§ **Problem**
Rewrite the full material exactly; no line may be skipped.

§ **Supplied records**

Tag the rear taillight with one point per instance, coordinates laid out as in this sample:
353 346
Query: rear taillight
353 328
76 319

§ **Exercise result**
Tag the rear taillight with one point per instance, coordinates laid out as in this sample:
353 346
Query: rear taillight
353 328
76 319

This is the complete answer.